Exercise task 1: List the book titles the book review names as complementary literature and movement.
Exercise task 2: Write out the stretch of the book review from "Although the author" through "Public Intelligence Blog.".
Exercise task 3: In the book review, whom does the reviewer especially like the author quoting, and on what point?
** Start of Source passage **
I am totally engaged by the idea that liberty is a state of mind, that America the Beautiful is a state of mind, not to be confused with the Wall Street greed and two-party tyranny that is killing the Republic.

The author has done a moderately good job of reviewing the history, and that which she shares is most valuable. I especially like her quoting Robert F. Kennedy on how each generation must win its own struggle to be free, and later in the book, she cites one of the thousands across the country as observing that we have abdicated our citizenship.

The state of mind theme is carried on in a discussion of the difference between a free society and a fear society, and throughout parts I and II we see documented evidence of how America has become a fear society and how the Global War on Terror (GWOT) has been a virtual seizure of power by quasi-fascist mind-sets who may have the best of intentions but in fact have executed a “paper coup” or as the author also puts it, following a long (LONG) summary of restrictions on everything from permits for free speech to travel to voting rules and regulations, “civic death by a thousand cuts.”


Although the author is not to my knowledge tied in to the complementary literature and movement represented by such books as The Tao of Democracy: Using Co-Intelligence to Create a World That Works for All, All Rise: Somebodies, Nobodies, and the Politics of Dignity (BK Currents (Hardcover)), Society's Breakthrough!: Releasing Essential Wisdom and Virtue in All the People, or Conscious Evolution: Awakening Our Social Potential, her own contribution is magnificent in its own right and every bit the equal. I have also noted her offerings via the Woodhull Institute for Ethical Leadership, and post Event notices for that organization at Phi Beta Iota, the Public Intelligence Blog.
** End of Source passage **
** Start of Data excerpts **
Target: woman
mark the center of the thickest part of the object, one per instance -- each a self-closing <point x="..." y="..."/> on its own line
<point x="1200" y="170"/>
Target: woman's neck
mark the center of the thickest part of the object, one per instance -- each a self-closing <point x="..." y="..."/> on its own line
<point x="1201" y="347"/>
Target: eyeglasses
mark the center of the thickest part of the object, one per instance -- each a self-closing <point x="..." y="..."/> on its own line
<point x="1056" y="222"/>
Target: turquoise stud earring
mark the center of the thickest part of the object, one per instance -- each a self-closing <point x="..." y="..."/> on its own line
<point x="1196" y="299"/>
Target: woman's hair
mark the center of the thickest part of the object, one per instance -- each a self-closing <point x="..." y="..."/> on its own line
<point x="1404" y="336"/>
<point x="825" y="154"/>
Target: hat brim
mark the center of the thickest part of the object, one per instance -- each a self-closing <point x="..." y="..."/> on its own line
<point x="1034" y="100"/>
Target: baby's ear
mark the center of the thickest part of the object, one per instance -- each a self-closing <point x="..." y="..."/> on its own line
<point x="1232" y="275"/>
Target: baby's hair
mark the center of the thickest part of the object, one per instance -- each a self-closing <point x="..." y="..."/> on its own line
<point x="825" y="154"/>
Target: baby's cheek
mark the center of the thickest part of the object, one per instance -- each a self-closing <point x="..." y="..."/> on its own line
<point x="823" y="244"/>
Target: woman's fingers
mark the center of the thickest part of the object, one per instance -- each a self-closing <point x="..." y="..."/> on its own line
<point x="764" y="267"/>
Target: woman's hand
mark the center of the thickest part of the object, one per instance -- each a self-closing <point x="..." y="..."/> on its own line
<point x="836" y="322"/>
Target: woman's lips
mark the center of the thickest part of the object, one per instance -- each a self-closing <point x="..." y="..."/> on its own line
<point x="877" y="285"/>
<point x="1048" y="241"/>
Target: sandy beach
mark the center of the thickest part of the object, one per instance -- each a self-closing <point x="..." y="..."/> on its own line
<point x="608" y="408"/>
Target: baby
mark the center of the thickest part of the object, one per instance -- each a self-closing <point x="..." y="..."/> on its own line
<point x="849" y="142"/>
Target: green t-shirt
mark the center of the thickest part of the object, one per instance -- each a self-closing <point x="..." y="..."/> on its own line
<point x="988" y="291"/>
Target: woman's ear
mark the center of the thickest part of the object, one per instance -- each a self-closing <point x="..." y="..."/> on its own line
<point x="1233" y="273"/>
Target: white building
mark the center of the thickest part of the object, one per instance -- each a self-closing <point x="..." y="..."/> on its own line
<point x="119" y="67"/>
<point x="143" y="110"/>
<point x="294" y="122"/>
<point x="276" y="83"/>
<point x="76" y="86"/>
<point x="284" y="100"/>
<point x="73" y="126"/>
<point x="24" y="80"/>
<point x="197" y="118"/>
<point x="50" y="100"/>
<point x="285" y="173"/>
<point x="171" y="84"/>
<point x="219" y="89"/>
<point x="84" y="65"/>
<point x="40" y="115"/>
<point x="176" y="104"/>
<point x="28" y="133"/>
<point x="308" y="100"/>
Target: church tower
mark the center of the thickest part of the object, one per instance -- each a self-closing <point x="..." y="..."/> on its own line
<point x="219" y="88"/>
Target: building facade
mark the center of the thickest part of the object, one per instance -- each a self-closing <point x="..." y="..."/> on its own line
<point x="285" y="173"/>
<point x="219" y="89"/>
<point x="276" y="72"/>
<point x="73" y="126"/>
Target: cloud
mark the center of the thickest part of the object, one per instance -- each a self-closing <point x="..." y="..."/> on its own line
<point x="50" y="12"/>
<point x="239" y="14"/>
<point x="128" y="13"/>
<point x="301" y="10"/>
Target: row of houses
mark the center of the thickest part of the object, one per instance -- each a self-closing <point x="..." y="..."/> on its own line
** End of Data excerpts **
Reply 1:
- The Tao of Democracy: Using Co-Intelligence to Create a World That Works for All
- All Rise: Somebodies, Nobodies, and the Politics of Dignity
- Society's Breakthrough!: Releasing Essential Wisdom and Virtue in All the People
- Conscious Evolution: Awakening Our Social Potential

Reply 2:
Although the author is not to my knowledge tied in to the complementary literature and movement represented by such books as The Tao of Democracy: Using Co-Intelligence to Create a World That Works for All, All Rise: Somebodies, Nobodies, and the Politics of Dignity (BK Currents (Hardcover)), Society's Breakthrough!: Releasing Essential Wisdom and Virtue in All the People, or Conscious Evolution: Awakening Our Social Potential, her own contribution is magnificent in its own right and every bit the equal. I have also noted her offerings via the Woodhull Institute for Ethical Leadership, and post Event notices for that organization at Phi Beta Iota, the Public Intelligence Blog.

Reply 3: Robert F. Kennedy, on how each generation must win its own struggle to be free.